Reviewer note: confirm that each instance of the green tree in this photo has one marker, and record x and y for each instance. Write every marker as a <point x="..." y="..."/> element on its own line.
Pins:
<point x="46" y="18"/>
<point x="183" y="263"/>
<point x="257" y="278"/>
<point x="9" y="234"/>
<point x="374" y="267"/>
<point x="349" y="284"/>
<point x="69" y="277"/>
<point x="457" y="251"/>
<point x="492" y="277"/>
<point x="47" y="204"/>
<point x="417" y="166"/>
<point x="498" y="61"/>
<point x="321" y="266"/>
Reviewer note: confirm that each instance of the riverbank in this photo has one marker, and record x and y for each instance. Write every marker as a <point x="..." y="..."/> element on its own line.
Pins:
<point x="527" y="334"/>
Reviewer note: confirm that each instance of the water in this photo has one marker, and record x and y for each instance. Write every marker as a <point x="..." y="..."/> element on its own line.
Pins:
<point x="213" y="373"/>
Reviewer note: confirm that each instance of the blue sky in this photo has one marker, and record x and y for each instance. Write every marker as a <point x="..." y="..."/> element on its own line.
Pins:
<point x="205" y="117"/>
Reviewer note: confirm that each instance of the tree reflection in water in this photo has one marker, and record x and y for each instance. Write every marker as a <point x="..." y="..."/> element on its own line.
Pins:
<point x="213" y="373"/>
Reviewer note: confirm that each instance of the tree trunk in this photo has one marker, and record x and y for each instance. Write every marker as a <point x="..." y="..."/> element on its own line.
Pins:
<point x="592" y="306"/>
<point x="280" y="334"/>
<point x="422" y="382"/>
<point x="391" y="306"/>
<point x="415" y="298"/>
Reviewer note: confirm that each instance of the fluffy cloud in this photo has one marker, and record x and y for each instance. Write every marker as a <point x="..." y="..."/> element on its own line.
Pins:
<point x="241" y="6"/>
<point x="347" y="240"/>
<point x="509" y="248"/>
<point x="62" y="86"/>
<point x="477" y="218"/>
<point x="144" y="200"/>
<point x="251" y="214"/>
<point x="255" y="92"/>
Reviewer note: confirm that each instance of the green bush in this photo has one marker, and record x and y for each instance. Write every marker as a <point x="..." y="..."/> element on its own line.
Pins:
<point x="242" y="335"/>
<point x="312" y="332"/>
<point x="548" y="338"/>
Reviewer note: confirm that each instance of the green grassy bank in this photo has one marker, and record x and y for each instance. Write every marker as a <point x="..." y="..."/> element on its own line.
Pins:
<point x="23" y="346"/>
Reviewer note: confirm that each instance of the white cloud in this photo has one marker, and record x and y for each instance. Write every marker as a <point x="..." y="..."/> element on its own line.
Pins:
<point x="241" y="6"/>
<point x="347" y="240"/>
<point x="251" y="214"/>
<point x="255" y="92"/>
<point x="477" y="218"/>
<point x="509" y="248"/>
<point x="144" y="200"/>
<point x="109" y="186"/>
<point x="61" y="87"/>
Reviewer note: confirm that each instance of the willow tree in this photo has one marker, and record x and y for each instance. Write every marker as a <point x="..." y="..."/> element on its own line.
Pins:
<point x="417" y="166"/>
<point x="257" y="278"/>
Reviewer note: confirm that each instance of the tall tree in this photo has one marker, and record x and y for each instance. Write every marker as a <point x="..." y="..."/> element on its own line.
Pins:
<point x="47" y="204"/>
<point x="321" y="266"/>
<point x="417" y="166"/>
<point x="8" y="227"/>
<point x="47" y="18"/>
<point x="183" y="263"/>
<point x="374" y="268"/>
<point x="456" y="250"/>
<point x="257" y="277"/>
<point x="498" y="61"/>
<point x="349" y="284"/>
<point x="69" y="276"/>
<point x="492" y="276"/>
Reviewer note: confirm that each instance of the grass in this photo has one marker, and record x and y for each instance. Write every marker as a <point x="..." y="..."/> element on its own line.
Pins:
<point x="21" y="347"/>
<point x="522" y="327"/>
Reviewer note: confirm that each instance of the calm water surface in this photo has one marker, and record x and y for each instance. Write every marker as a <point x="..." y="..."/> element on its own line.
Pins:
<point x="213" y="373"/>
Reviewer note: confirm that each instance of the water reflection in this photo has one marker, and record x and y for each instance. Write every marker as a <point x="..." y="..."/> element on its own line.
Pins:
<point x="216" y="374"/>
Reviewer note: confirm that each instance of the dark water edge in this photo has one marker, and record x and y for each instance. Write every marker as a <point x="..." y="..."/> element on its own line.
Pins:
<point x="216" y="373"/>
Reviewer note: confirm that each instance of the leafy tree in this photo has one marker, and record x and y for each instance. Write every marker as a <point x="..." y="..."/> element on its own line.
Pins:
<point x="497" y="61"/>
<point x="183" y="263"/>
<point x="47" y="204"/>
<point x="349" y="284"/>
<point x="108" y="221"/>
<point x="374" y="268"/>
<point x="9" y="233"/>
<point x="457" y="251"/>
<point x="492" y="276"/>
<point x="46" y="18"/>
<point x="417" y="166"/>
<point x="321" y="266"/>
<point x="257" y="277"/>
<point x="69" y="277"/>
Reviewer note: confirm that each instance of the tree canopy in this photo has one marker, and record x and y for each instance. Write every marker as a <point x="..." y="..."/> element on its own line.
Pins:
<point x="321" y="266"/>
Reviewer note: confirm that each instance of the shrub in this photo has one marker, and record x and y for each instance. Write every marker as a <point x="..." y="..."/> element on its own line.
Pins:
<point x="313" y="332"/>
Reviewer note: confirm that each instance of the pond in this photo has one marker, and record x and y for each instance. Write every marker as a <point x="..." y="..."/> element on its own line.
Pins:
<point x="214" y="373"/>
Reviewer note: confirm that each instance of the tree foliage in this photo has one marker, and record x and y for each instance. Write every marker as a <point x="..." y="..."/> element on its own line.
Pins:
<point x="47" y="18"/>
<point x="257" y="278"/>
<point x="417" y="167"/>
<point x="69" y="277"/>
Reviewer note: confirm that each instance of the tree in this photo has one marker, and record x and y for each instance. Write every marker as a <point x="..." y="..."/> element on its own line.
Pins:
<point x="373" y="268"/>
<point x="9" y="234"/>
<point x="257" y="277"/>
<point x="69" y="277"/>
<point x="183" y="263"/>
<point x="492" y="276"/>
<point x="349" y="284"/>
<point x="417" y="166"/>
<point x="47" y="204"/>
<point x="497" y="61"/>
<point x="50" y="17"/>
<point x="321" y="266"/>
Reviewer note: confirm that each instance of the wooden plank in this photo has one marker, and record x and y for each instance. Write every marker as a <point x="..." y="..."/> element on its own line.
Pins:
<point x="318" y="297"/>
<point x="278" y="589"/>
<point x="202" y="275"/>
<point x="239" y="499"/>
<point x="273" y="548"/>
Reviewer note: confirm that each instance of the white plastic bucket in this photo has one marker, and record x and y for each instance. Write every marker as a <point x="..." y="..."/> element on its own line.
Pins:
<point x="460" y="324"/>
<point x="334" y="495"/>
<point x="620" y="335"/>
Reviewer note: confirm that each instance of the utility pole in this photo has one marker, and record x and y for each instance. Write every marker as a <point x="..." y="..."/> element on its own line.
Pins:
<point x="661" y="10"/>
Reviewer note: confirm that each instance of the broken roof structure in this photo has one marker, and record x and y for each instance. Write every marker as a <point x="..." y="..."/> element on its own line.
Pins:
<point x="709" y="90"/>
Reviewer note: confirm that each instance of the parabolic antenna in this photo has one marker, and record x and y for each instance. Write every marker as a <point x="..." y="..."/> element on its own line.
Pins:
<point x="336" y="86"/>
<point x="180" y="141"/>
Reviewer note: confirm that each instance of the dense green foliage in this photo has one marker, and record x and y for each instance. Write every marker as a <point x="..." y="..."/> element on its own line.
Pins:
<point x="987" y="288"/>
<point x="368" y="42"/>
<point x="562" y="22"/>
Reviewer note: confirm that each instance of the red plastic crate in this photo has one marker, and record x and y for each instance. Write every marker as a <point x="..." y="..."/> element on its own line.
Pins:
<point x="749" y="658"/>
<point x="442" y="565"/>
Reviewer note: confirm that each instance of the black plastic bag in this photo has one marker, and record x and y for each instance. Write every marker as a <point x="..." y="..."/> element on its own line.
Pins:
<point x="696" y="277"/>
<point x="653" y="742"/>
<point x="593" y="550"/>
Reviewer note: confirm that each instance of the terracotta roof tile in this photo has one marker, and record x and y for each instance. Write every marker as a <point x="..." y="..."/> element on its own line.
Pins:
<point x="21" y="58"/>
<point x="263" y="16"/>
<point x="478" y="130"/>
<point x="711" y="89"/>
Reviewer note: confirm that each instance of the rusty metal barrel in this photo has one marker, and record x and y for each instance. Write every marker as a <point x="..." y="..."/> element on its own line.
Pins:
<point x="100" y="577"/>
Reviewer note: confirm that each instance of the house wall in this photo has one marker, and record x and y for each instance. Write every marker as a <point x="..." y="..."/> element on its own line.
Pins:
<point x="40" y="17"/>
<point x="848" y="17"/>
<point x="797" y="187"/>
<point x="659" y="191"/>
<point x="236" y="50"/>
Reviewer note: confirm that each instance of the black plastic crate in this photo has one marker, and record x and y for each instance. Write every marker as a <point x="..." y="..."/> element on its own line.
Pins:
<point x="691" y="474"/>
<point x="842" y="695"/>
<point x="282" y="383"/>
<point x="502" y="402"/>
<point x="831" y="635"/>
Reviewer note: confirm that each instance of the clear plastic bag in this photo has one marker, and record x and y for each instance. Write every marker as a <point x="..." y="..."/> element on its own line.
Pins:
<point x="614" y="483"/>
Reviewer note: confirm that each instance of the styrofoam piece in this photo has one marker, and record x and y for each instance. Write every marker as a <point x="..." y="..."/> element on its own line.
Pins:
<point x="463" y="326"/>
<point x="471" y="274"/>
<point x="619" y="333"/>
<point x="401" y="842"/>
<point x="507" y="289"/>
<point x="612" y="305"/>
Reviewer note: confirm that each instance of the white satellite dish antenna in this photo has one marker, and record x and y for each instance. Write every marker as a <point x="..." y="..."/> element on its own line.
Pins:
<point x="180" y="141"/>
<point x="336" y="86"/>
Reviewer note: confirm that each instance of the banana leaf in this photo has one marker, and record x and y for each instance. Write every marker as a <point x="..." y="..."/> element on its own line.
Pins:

*****

[Exercise]
Work out the number of lines above that include the string "reflection" and write only that number.

[Reply to the exercise]
2